*** DATA FOR PROCESSING ***

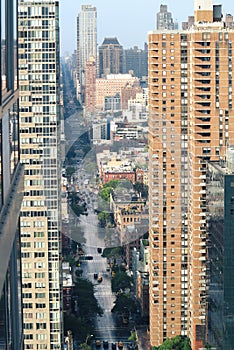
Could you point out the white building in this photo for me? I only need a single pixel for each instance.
(39, 85)
(86, 43)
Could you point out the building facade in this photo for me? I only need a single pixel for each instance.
(86, 45)
(165, 19)
(11, 186)
(90, 87)
(110, 57)
(135, 60)
(220, 205)
(39, 91)
(190, 123)
(112, 85)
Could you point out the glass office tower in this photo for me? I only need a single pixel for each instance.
(39, 87)
(11, 185)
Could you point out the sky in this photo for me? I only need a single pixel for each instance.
(128, 20)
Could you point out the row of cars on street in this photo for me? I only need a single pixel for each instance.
(105, 344)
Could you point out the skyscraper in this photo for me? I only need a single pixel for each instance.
(11, 186)
(90, 87)
(39, 85)
(86, 44)
(190, 123)
(110, 57)
(165, 20)
(136, 60)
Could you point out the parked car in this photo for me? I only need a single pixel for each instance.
(105, 344)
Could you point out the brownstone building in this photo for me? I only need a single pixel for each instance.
(191, 121)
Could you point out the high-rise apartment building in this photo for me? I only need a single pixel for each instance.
(39, 94)
(86, 44)
(90, 87)
(110, 57)
(11, 185)
(165, 19)
(136, 60)
(190, 123)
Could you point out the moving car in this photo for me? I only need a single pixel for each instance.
(120, 345)
(98, 343)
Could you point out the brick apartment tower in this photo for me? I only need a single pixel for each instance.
(90, 86)
(191, 121)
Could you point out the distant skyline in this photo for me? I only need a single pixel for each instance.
(128, 20)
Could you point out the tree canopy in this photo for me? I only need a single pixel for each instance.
(123, 302)
(177, 343)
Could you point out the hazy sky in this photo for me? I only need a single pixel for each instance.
(128, 20)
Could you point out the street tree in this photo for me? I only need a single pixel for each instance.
(120, 281)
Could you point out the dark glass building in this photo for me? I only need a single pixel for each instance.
(11, 185)
(220, 199)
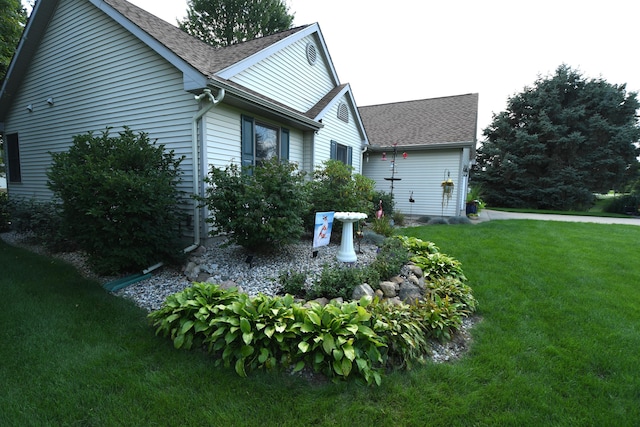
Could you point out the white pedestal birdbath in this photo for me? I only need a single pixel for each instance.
(347, 253)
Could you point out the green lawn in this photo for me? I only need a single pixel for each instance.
(558, 345)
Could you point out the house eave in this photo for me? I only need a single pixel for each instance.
(251, 102)
(29, 40)
(422, 147)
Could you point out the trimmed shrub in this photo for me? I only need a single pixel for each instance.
(119, 199)
(382, 226)
(336, 188)
(261, 207)
(41, 222)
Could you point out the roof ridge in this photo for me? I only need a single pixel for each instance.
(419, 100)
(204, 57)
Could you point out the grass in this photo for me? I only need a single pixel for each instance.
(558, 345)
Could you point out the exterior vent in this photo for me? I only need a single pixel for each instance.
(312, 53)
(343, 112)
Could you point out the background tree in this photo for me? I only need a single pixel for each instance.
(558, 142)
(225, 22)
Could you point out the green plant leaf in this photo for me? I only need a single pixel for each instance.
(315, 319)
(349, 352)
(264, 355)
(240, 368)
(246, 351)
(245, 326)
(269, 330)
(247, 337)
(328, 343)
(303, 346)
(338, 354)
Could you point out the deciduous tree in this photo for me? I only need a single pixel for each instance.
(558, 142)
(225, 22)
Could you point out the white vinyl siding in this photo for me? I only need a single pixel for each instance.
(288, 78)
(422, 173)
(99, 76)
(223, 137)
(346, 134)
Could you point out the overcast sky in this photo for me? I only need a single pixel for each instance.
(402, 50)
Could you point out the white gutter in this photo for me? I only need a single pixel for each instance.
(206, 93)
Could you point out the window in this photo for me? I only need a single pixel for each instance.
(261, 142)
(342, 153)
(13, 158)
(266, 143)
(343, 112)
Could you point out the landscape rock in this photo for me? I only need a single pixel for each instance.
(409, 292)
(416, 270)
(362, 290)
(388, 289)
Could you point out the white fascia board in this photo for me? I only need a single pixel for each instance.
(354, 110)
(433, 146)
(193, 79)
(249, 61)
(265, 105)
(33, 32)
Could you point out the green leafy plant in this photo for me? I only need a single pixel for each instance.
(337, 282)
(41, 222)
(382, 226)
(391, 257)
(260, 207)
(336, 188)
(405, 331)
(120, 199)
(293, 282)
(445, 279)
(267, 332)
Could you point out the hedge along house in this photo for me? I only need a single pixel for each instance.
(85, 65)
(434, 140)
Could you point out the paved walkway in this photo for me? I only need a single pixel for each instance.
(489, 215)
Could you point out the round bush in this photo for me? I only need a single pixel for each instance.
(119, 199)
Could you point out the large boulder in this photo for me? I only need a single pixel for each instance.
(362, 290)
(410, 293)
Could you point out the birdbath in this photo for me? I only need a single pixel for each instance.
(347, 253)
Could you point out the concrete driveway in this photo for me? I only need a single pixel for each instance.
(489, 215)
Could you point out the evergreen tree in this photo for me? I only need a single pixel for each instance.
(558, 142)
(226, 22)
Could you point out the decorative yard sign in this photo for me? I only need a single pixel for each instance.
(322, 229)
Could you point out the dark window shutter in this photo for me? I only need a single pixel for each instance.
(13, 158)
(284, 144)
(247, 136)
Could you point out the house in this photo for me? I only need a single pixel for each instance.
(85, 65)
(432, 140)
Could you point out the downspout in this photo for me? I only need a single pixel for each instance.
(206, 94)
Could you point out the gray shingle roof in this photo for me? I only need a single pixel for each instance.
(202, 56)
(425, 122)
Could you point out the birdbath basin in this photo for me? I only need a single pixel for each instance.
(347, 253)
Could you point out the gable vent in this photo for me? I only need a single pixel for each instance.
(312, 53)
(343, 112)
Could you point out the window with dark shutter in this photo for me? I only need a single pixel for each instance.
(13, 158)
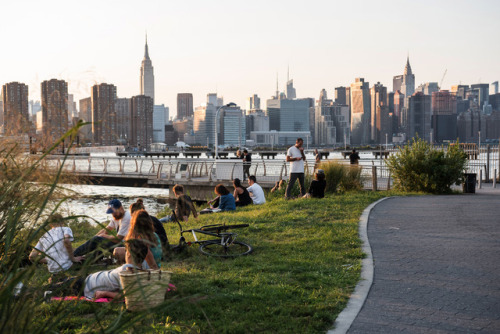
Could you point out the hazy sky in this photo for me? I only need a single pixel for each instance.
(236, 48)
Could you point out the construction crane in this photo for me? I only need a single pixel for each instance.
(442, 79)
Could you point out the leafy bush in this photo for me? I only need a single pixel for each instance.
(421, 167)
(340, 177)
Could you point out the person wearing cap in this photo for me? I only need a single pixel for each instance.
(111, 235)
(318, 185)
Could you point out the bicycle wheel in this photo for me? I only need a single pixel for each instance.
(214, 248)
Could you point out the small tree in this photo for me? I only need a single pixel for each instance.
(421, 167)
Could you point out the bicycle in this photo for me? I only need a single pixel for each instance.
(225, 245)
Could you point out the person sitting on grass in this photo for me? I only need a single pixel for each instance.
(183, 206)
(158, 226)
(241, 195)
(141, 228)
(255, 190)
(318, 185)
(102, 284)
(106, 238)
(54, 247)
(225, 200)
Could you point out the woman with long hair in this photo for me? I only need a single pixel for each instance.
(241, 195)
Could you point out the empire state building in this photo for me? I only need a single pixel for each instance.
(147, 76)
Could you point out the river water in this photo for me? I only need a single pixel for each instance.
(92, 200)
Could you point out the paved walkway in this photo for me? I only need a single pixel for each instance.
(436, 265)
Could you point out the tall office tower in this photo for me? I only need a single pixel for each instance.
(399, 101)
(123, 120)
(360, 112)
(34, 107)
(379, 112)
(141, 115)
(184, 105)
(460, 91)
(288, 115)
(232, 127)
(408, 84)
(147, 75)
(290, 91)
(72, 111)
(159, 122)
(469, 124)
(256, 121)
(341, 95)
(419, 116)
(397, 82)
(54, 110)
(85, 115)
(253, 102)
(428, 88)
(15, 109)
(494, 88)
(324, 128)
(444, 116)
(483, 92)
(103, 115)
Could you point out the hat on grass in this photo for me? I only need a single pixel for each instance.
(114, 204)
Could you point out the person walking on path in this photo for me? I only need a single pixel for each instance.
(295, 155)
(247, 162)
(354, 157)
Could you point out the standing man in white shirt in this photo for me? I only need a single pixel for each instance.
(255, 190)
(296, 157)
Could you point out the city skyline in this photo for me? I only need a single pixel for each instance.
(191, 56)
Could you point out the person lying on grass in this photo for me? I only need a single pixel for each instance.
(102, 284)
(141, 228)
(54, 247)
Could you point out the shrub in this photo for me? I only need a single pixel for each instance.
(340, 177)
(421, 167)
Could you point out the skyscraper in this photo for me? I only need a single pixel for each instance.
(85, 115)
(123, 121)
(419, 116)
(232, 126)
(184, 105)
(15, 109)
(379, 112)
(147, 75)
(360, 112)
(159, 122)
(54, 110)
(104, 115)
(408, 83)
(444, 116)
(141, 129)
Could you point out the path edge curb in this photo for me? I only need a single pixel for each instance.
(358, 297)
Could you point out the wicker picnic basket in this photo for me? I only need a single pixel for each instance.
(144, 289)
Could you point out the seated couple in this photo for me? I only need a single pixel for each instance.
(225, 201)
(112, 235)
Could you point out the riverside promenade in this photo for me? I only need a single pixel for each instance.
(436, 266)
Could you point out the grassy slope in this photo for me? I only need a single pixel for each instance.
(305, 264)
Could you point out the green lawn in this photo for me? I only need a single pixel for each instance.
(305, 263)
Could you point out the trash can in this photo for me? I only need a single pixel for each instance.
(469, 185)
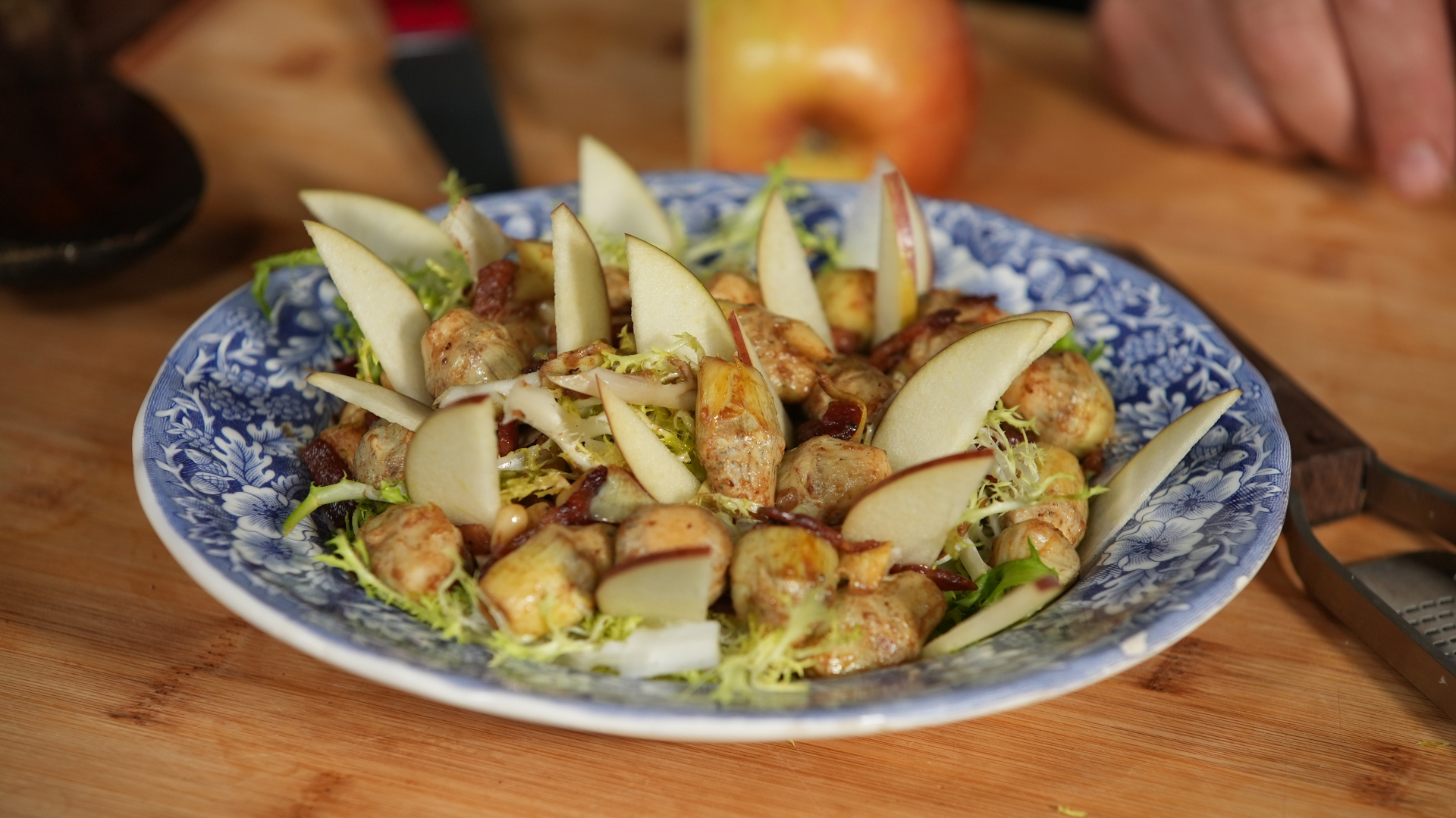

***

# YOUR TASK
Could you copy exactly, and with no pictures, the lines above from the one containing "Could you point out the shrub" through the last line, both included?

# RESULT
Could you point out the shrub in this photo for me? I only need a single pixel for each instance.
(340, 177)
(421, 167)
Could you point out the skyscraper in this photo for me? I only need a single pixel for each instance.
(85, 115)
(123, 121)
(419, 116)
(232, 126)
(184, 105)
(15, 109)
(379, 112)
(147, 75)
(360, 112)
(159, 122)
(54, 110)
(104, 115)
(408, 83)
(444, 116)
(141, 129)
Could you point out the path edge curb in this photo for me? I only need a single pixel for each instance.
(358, 297)
Could you point out the wicker picnic basket in this photo for me? I only need a single pixel for each instance.
(144, 289)
Could you point out the seated couple in this photo for me? I only need a single pixel for each instance.
(225, 201)
(112, 235)
Could you point out the riverside promenade in this photo for me? I only need a single pixel for each instance.
(436, 266)
Could you point out the grassy slope in this photo for me? I only need a single pixel for each instance.
(305, 264)
Could you point out the green lawn in this photo for me? I only need a single pixel for each instance.
(305, 263)
Could you point out the trash can in this photo for me? I only need a single pixel for each instance.
(469, 185)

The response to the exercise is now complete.